▸ **Supplied information**
----------

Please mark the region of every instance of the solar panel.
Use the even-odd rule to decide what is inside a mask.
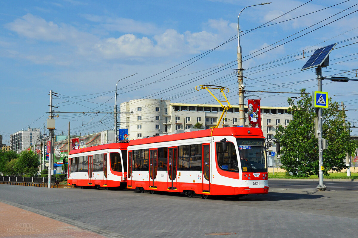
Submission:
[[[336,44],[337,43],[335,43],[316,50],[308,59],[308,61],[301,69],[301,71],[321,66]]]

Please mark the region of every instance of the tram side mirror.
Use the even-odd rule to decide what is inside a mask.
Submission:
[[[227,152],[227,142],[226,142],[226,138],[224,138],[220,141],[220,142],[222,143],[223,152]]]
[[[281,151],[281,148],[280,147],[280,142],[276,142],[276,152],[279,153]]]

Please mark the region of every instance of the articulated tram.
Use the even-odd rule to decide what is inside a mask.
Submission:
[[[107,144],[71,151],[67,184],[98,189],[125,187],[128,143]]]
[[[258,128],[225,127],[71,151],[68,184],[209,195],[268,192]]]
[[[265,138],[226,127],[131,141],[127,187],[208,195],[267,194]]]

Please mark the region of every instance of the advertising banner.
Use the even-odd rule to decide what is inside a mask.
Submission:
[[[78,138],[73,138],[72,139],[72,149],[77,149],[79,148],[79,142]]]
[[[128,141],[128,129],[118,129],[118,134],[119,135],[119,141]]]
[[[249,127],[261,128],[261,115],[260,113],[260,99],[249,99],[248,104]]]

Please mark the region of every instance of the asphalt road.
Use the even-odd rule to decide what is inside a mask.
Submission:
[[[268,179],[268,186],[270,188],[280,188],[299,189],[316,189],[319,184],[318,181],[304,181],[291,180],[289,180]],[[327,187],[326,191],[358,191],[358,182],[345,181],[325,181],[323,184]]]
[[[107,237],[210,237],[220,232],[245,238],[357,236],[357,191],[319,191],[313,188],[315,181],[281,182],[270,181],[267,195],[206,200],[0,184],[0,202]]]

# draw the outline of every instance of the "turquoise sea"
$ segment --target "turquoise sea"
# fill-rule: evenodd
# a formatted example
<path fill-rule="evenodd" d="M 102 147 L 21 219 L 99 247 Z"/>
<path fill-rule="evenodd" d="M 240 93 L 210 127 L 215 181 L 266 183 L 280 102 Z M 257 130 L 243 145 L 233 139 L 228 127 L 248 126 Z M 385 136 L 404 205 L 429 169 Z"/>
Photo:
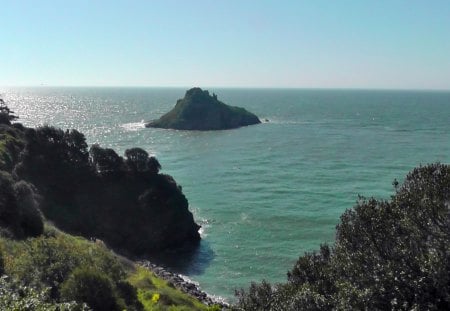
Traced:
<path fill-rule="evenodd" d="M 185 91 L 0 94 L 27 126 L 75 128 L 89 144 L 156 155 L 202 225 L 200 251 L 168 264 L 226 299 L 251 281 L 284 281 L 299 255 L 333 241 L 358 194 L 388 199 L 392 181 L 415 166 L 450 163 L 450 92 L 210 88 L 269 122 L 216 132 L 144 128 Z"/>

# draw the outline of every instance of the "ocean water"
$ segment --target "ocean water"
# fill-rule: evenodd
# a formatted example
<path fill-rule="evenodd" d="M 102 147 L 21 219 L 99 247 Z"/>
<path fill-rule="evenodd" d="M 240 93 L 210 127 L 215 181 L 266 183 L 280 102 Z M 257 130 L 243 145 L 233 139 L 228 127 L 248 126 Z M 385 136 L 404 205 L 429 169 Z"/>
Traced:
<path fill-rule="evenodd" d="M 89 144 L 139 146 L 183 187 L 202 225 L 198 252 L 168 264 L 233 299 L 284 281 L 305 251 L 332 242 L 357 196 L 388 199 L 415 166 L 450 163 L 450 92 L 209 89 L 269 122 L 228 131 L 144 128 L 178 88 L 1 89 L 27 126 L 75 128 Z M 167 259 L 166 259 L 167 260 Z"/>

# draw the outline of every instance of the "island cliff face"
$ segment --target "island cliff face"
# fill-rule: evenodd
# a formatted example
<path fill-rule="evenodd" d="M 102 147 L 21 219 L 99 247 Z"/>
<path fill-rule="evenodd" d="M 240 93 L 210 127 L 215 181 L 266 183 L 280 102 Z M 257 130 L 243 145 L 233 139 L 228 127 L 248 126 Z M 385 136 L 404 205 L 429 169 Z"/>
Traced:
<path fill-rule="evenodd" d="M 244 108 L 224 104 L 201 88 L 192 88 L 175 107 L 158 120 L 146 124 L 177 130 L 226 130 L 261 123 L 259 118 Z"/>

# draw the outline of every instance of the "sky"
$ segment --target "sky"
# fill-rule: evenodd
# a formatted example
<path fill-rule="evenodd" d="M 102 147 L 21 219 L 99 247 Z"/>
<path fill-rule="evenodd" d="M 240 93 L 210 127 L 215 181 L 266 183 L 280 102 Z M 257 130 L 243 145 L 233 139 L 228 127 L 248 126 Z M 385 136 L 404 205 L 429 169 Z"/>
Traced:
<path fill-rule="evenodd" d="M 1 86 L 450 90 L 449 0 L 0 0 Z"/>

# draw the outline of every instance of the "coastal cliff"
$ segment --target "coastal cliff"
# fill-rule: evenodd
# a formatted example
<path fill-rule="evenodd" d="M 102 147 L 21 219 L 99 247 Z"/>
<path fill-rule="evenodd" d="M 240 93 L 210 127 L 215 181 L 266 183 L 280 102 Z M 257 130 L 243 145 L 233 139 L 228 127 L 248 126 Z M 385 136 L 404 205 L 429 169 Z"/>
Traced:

----------

▸ **What to do**
Copy out every line in the listing above that contains the string "face". Count a line only if its letters match that string in case as well.

▸ **Answer to this problem**
# draw the outline of every instance of the "island cliff face"
$ segment --target "island cliff face"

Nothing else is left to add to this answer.